Task statement. Return every line below that contains the string "floral". Case counts.

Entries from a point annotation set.
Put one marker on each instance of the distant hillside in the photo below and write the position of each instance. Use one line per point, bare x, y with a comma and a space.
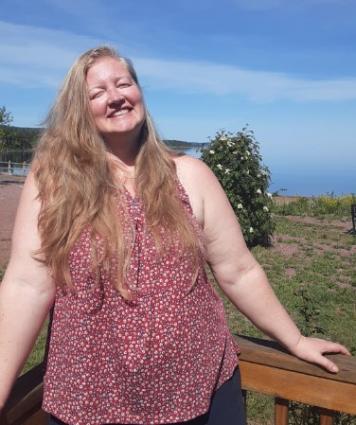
20, 137
26, 138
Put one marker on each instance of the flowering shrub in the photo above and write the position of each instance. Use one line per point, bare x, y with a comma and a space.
236, 162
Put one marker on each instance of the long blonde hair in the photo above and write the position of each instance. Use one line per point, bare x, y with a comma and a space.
76, 183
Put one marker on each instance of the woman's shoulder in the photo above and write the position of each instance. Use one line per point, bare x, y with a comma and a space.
196, 178
189, 168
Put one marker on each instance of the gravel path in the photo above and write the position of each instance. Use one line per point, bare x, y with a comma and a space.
10, 189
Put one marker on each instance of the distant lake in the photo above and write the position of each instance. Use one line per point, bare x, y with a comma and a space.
301, 181
307, 182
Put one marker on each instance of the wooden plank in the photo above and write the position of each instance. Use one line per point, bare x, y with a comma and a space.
281, 411
326, 417
270, 353
316, 391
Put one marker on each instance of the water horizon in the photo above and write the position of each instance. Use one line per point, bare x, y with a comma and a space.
306, 181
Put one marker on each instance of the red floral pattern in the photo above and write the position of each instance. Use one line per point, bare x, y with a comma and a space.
154, 360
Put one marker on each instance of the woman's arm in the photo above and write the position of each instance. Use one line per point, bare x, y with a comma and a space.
26, 292
238, 273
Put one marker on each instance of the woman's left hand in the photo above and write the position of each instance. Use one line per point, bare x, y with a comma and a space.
312, 350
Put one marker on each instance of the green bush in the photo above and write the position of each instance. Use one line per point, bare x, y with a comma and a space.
236, 161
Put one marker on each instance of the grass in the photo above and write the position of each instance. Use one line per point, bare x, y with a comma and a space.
312, 268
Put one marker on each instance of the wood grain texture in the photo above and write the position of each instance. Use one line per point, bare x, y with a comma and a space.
270, 353
316, 391
281, 411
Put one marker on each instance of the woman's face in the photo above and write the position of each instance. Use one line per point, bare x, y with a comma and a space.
115, 99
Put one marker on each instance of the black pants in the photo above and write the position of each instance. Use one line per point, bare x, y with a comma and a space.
226, 408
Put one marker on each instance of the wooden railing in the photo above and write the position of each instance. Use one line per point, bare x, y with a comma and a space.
265, 368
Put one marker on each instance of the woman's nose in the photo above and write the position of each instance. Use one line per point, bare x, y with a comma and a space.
115, 96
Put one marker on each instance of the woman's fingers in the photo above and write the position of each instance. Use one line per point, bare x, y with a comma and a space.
312, 350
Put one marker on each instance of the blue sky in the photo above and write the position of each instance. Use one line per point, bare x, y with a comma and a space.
285, 67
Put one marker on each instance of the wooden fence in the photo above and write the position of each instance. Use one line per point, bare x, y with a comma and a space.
14, 168
265, 368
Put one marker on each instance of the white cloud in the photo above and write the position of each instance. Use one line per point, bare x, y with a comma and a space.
38, 57
258, 86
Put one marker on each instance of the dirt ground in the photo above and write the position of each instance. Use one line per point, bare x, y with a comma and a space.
10, 189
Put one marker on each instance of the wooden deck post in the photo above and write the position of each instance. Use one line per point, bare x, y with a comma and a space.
326, 416
280, 411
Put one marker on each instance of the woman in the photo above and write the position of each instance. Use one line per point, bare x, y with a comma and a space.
114, 230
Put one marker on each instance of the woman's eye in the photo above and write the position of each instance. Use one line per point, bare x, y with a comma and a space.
95, 95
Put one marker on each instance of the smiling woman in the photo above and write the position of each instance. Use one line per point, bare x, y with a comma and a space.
115, 102
112, 235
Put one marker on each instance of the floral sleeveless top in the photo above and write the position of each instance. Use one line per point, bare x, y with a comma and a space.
155, 360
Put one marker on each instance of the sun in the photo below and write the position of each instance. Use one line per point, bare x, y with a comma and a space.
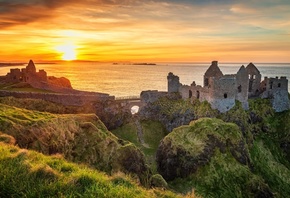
68, 51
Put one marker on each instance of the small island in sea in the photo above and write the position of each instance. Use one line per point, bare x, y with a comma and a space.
227, 138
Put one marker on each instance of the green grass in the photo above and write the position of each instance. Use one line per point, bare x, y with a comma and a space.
222, 177
267, 165
44, 106
30, 174
193, 137
81, 138
24, 87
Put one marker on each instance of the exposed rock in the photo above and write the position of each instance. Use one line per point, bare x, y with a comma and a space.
171, 113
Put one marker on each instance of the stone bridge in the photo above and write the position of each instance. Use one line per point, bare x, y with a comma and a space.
128, 102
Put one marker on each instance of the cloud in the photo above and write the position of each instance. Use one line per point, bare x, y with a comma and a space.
18, 12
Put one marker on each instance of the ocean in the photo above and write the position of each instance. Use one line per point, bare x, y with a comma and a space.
123, 80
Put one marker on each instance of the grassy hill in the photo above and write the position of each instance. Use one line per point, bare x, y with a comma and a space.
27, 173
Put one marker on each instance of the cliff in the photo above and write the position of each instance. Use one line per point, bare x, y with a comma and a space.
26, 173
81, 138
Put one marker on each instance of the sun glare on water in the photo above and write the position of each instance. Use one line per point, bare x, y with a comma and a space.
68, 51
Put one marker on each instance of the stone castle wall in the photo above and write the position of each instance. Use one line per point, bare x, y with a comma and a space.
222, 91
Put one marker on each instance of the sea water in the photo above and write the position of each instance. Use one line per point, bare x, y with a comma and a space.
129, 80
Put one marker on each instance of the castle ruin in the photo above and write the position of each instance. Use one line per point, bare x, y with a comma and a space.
222, 91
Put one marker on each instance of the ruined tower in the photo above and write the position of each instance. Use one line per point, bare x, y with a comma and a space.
31, 67
173, 83
212, 71
254, 80
242, 84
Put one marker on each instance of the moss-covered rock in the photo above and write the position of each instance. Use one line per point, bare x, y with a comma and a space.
170, 112
187, 148
211, 157
158, 181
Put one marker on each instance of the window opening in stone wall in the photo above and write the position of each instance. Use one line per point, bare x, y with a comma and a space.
240, 88
206, 82
250, 85
134, 109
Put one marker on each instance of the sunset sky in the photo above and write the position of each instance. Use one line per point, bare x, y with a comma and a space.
151, 30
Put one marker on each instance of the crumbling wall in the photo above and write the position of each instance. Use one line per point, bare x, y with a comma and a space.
173, 83
151, 96
242, 84
222, 93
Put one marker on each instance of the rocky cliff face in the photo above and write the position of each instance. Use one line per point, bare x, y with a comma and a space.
171, 111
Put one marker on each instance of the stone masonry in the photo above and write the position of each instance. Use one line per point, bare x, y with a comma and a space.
222, 91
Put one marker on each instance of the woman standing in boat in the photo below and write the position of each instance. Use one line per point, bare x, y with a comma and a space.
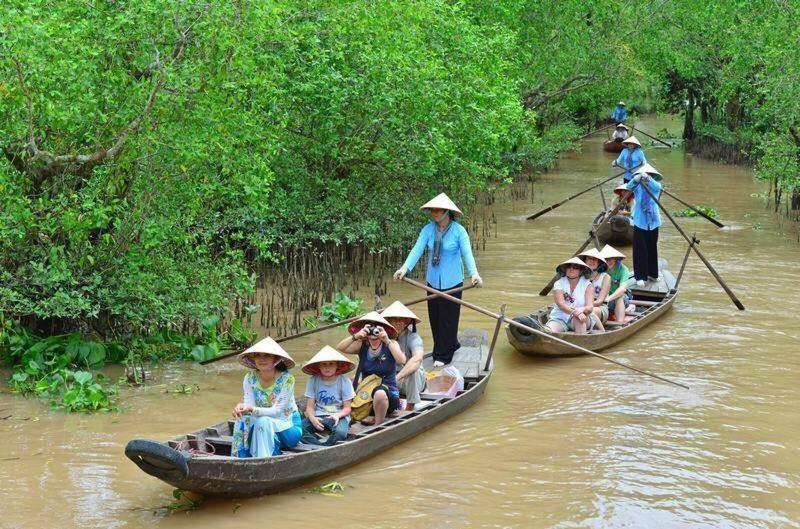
449, 250
646, 221
630, 158
267, 419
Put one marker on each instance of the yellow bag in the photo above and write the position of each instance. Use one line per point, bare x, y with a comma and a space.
362, 402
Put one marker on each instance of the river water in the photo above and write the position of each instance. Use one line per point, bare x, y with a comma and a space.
570, 443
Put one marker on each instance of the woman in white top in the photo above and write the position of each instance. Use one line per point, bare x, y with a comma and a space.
601, 283
573, 295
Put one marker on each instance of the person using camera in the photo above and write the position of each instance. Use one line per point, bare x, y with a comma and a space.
373, 339
449, 250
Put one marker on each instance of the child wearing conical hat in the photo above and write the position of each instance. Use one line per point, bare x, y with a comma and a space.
329, 394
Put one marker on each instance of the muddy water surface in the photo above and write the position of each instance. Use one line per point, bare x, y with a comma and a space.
569, 443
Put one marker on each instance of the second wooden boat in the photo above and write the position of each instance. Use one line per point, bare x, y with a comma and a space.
651, 301
187, 463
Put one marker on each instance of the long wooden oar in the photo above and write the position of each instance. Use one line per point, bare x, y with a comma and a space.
652, 137
595, 131
576, 195
338, 323
501, 317
694, 247
699, 212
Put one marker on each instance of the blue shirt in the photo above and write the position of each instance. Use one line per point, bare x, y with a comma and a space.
383, 365
629, 160
646, 214
456, 250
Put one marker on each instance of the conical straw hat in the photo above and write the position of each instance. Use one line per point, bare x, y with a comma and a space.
622, 191
269, 346
441, 201
633, 140
328, 354
373, 317
650, 170
398, 310
593, 252
571, 260
609, 252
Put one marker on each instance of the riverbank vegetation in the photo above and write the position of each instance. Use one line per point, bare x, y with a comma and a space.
157, 155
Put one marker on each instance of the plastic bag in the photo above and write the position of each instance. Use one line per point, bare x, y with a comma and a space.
447, 383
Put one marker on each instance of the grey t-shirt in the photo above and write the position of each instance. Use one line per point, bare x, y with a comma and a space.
408, 341
329, 398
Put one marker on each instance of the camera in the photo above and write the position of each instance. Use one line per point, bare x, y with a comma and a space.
372, 330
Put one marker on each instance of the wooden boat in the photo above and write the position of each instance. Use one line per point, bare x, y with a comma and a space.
651, 301
612, 146
616, 230
221, 475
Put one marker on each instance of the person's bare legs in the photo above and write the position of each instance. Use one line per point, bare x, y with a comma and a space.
380, 405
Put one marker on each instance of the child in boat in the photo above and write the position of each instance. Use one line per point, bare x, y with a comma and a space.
601, 283
620, 297
329, 394
573, 294
267, 419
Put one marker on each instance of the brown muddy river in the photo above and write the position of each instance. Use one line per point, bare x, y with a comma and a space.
569, 443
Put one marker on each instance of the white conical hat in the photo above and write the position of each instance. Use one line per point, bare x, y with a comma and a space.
633, 140
267, 345
398, 310
441, 201
650, 170
373, 317
593, 252
609, 252
328, 354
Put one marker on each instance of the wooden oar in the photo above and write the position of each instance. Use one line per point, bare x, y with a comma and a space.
699, 212
576, 195
592, 236
694, 247
501, 317
338, 323
595, 131
652, 137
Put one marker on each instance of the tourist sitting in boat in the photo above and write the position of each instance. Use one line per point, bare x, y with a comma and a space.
620, 297
328, 396
620, 132
267, 420
372, 337
573, 294
630, 158
620, 113
625, 197
601, 283
411, 376
646, 221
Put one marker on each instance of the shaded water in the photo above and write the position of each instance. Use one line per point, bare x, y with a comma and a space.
568, 443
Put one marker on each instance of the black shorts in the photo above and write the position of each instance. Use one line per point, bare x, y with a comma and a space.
394, 402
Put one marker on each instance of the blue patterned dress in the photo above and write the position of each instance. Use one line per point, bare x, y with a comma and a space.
275, 421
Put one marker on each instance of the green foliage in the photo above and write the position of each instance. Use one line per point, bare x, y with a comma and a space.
689, 212
341, 308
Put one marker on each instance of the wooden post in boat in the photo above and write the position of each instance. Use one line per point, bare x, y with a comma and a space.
494, 337
549, 336
700, 255
338, 323
685, 259
576, 195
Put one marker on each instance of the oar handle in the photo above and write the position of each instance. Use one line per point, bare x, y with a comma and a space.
501, 317
696, 251
332, 325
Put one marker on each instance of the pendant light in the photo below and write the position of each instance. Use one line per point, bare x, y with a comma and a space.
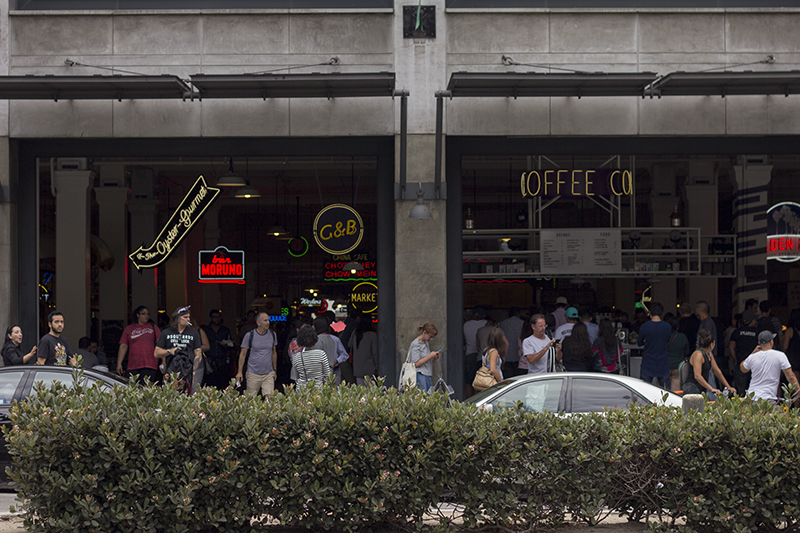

Response to the task.
Put one marker on each instance of the red floral pattern in the photo above and write the position of each instance. Use one line per point, bare x, y with a comma and a space.
Put one marker on each instance of the floral sleeveless top in the photo above and write the position of each instance. Use one line per point, bare x, y with a comma and a space.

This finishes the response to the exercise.